What you are asked to do: Return only the tail of the data below, word for word: the line with "Give one point for each instance of the baseball field" and each line after it through the final one.

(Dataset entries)
- Opening Delimiter -
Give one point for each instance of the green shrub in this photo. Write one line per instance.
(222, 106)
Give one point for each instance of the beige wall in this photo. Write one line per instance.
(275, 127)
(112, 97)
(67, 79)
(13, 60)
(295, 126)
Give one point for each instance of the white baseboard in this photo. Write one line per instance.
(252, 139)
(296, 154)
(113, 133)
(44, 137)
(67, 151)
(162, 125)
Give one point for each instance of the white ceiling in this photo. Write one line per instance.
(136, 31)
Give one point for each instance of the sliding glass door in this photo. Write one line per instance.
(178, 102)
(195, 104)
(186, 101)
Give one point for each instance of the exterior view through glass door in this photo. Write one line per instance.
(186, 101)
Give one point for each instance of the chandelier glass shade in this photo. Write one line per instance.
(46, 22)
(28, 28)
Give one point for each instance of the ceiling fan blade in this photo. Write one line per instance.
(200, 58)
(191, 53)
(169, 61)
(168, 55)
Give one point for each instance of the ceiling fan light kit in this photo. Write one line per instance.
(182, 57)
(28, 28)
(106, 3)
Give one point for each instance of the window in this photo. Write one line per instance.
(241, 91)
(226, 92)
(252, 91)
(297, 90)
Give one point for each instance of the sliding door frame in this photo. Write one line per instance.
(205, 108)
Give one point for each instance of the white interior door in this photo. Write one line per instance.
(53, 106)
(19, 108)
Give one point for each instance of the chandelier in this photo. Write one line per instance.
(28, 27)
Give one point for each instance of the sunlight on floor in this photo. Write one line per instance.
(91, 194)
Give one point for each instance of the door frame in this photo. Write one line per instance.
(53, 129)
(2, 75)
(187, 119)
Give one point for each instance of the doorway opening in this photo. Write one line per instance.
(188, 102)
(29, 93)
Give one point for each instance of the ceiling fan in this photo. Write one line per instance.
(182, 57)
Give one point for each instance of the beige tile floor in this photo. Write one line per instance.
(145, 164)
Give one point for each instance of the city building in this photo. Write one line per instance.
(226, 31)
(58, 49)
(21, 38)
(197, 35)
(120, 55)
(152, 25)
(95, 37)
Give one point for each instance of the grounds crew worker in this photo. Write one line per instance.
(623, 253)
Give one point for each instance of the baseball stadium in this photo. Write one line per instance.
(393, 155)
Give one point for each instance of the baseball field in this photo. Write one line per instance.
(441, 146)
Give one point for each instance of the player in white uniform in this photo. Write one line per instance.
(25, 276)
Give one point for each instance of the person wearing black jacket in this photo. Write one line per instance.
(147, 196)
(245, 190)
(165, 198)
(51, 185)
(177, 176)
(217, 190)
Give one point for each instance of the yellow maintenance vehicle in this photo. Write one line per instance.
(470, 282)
- Closing Delimiter -
Exercise solution:
Give one point for each instance of the baseball field in this photo. Write one line per instance.
(441, 146)
Give one point for each instance of the player in white uniform in this photo. Write one line per instance.
(25, 276)
Give one point for each instance of the person wearing black jacket in this photo. Write one line per instance.
(147, 196)
(245, 190)
(165, 198)
(51, 185)
(177, 176)
(217, 190)
Give one point for each instance of the yellow maintenance vehicle in this photo. Write one line per instance.
(470, 282)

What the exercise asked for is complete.